#### Aim:
Return the passage of the Amsterdam travel post below verbatim, starting with "It is the national" and going on through "American Book Center.".

As mentioned in my previous blog post, Marco and I were in Amsterdam last week to celebrate our four year wedding anniversary. And I have more photos to share! Here is a look at the EYE Film Museum, taken from across the river IJ.

EYE Film museum in Amsterdam, from across the river, Sept 2017

It is the national museum of film, containing over 40,000 films, from classics to modern film. Their website states that there are four cinemas, an exhibition space, a floor reserved for educational activities, a store and a bar-restaurant. They also host film-related programs and debates.

Royal Palace in Amsterdam, Sept 2017

A look at the Royal Palace of Amsterdam, also in the heart of the city

Royal Palace Amsterdam - other side, Sept 2017

The lesser photographed “back side” of the building, including a 6 meter tall statue of Atlas carrying the globe on his shoulders

What are you reading board in American Book Center in Amsterdam, Sept 2017

And finally, the “What are you reading?” board in the American Book Center.

#### Given information:
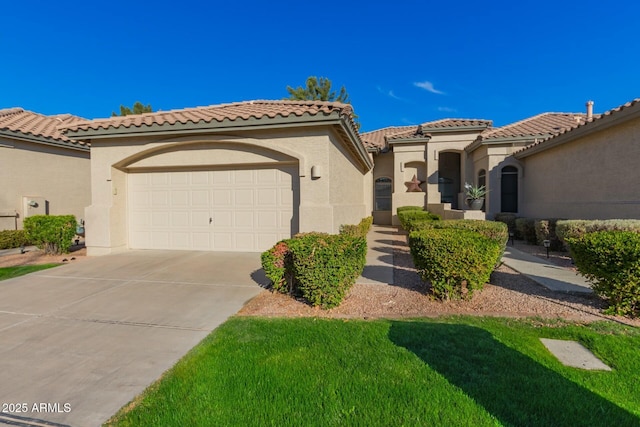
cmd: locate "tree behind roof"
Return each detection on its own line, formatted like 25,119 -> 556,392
287,76 -> 350,104
111,101 -> 153,117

#### The result:
It is the national museum of film, containing over 40,000 films, from classics to modern film. Their website states that there are four cinemas, an exhibition space, a floor reserved for educational activities, a store and a bar-restaurant. They also host film-related programs and debates.

Royal Palace in Amsterdam, Sept 2017

A look at the Royal Palace of Amsterdam, also in the heart of the city

Royal Palace Amsterdam - other side, Sept 2017

The lesser photographed “back side” of the building, including a 6 meter tall statue of Atlas carrying the globe on his shoulders

What are you reading board in American Book Center in Amsterdam, Sept 2017

And finally, the “What are you reading?” board in the American Book Center.